Stated exercise -> Rewrite the items below, from the start of the items up to and including the line with "x=133, y=390", keeping their wording as given but multiplying each x and y coordinate in the answers by 0.75 and rounding to whole numbers, with halves rounded up. Leave the pictures out.

Data items ->

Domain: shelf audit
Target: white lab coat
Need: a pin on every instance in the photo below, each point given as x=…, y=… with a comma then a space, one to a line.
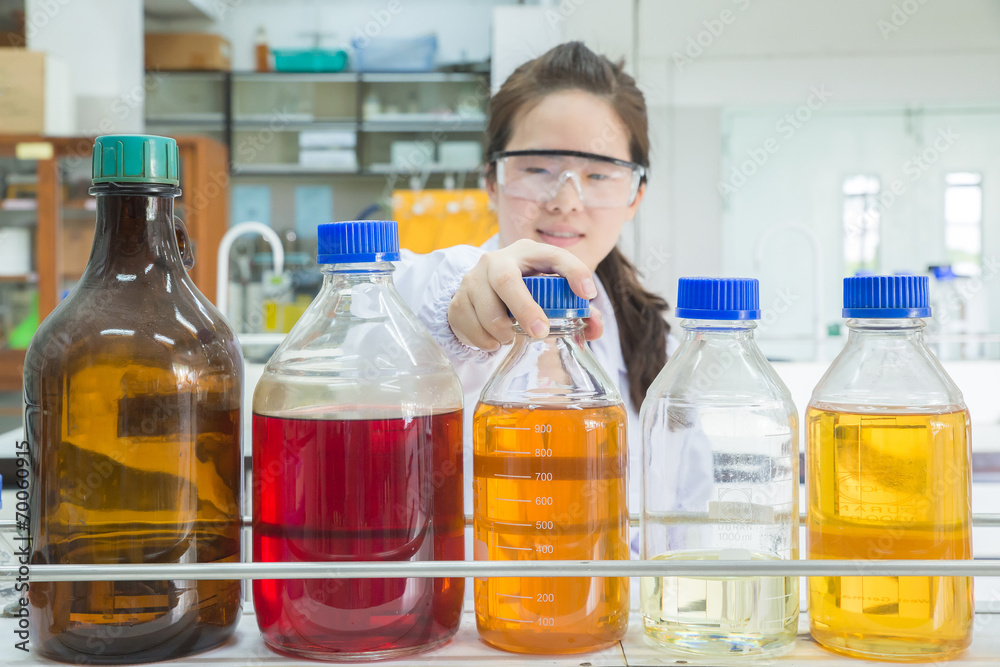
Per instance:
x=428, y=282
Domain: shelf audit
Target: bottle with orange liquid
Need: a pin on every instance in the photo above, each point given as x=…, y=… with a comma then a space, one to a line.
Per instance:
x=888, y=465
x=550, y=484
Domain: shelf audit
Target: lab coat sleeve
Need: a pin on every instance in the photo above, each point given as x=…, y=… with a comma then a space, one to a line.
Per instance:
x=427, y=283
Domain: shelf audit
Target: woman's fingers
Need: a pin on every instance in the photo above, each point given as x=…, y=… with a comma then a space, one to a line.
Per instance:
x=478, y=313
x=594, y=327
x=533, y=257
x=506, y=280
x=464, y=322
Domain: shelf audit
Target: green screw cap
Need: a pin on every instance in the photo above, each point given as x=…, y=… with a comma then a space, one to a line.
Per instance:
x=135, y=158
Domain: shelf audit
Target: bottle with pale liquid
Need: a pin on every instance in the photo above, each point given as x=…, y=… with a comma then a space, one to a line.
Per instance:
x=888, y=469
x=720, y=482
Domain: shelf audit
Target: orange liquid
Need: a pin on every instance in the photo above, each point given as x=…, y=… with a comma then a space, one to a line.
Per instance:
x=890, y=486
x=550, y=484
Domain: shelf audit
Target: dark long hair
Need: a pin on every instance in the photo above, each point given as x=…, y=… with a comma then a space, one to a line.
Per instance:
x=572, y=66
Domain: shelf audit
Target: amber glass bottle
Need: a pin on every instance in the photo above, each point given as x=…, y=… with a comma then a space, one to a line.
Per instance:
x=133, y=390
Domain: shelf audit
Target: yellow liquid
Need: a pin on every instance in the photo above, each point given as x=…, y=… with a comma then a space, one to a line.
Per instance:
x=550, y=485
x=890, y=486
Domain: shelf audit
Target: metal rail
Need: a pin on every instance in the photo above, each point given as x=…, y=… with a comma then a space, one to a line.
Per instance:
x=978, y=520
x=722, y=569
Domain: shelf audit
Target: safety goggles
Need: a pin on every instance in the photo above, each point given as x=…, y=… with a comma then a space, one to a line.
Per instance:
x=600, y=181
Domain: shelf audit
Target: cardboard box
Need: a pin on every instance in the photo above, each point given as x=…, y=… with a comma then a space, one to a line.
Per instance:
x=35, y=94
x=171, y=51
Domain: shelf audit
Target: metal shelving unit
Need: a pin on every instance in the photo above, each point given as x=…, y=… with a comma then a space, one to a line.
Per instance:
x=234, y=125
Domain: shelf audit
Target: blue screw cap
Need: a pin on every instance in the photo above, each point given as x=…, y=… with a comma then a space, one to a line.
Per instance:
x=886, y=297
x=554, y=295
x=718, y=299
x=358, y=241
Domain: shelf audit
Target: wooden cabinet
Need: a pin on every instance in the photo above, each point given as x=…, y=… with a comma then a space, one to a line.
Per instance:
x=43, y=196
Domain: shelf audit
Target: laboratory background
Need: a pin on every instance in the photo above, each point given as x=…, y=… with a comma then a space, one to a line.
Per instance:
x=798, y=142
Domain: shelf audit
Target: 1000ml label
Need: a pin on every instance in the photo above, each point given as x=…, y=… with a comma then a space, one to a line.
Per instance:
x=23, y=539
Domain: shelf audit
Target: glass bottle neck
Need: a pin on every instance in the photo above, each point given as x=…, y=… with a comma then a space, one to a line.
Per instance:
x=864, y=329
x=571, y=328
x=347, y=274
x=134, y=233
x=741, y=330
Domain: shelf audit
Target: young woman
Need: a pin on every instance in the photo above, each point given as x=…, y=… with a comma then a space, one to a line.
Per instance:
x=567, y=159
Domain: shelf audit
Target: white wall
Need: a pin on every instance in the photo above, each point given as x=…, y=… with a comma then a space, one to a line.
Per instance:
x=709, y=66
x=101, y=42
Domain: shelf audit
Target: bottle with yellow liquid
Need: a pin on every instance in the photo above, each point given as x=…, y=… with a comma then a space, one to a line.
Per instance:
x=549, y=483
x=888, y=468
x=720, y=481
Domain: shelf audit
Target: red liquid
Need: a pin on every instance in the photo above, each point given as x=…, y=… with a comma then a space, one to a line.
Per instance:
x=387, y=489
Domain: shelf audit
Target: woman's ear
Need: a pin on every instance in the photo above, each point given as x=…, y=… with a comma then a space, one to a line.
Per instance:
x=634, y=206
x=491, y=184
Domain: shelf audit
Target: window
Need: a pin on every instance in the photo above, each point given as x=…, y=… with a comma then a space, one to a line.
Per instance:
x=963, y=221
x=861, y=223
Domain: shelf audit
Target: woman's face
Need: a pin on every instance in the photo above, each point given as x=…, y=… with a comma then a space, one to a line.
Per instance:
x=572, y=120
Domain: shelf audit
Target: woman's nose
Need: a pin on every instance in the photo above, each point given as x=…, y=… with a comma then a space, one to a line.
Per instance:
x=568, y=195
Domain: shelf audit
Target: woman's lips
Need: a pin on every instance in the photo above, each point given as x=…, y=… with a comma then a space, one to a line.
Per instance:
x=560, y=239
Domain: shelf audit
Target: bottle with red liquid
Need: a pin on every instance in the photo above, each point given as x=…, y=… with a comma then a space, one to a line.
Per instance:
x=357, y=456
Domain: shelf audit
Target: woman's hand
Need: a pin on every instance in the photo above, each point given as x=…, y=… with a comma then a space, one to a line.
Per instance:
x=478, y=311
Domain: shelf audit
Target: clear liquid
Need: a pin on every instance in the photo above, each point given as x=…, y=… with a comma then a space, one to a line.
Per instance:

Correct result ->
Domain: shelf audit
Target: white lab coat
Need: a pin on every instance in the photo below, each point given as x=…, y=… with a comma then a space, one to a line.
Per instance:
x=321, y=212
Domain: shelf audit
Target: bottle with orange liquid
Need: a pin on every instance in the photo above, each point given as x=…, y=… with a comma then a space, one to a line.
Per instance:
x=666, y=349
x=413, y=363
Domain: shelf audit
Target: lab coat sleeve
Need: a pin on every instance in the photo above, each point given as x=…, y=… with a comma then a space, one to a line.
Per instance:
x=320, y=212
Domain: shelf audit
Target: woman's fingers
Need: a pin on every instance in the photo above, each point given as x=…, y=… with a comma then a space, one to a line.
Per instance:
x=359, y=235
x=446, y=245
x=400, y=193
x=380, y=210
x=348, y=242
Domain: shelf audit
Target: green screw cap
Need: a pin on every instance in the photo above, each point given as x=…, y=… with a comma then a space, one to a line.
Per instance:
x=101, y=119
Domain: shelf audit
Target: bottle with pale liquid
Need: a pin on every instance in the photo above, each point given as x=…, y=… with a comma then a space, one to a line.
Per instance:
x=666, y=352
x=540, y=362
Domain: shelf audit
Target: orange liquid
Need: a pin on every instance in the photo above, each point given as x=…, y=… with a comma then a space, one to a line.
Per instance:
x=668, y=365
x=413, y=363
Domain: shelf audit
Target: dark long hair
Need: a pin on every instance in the photo above, each point given as x=…, y=… with a comma then a space, one to a line.
Per instance:
x=429, y=50
Domain: shelf audit
Target: amber glass bottle
Need: a pin on every instance in the photo above, each point given as x=…, y=… with a comma then a space, one to a line.
Per instance:
x=100, y=293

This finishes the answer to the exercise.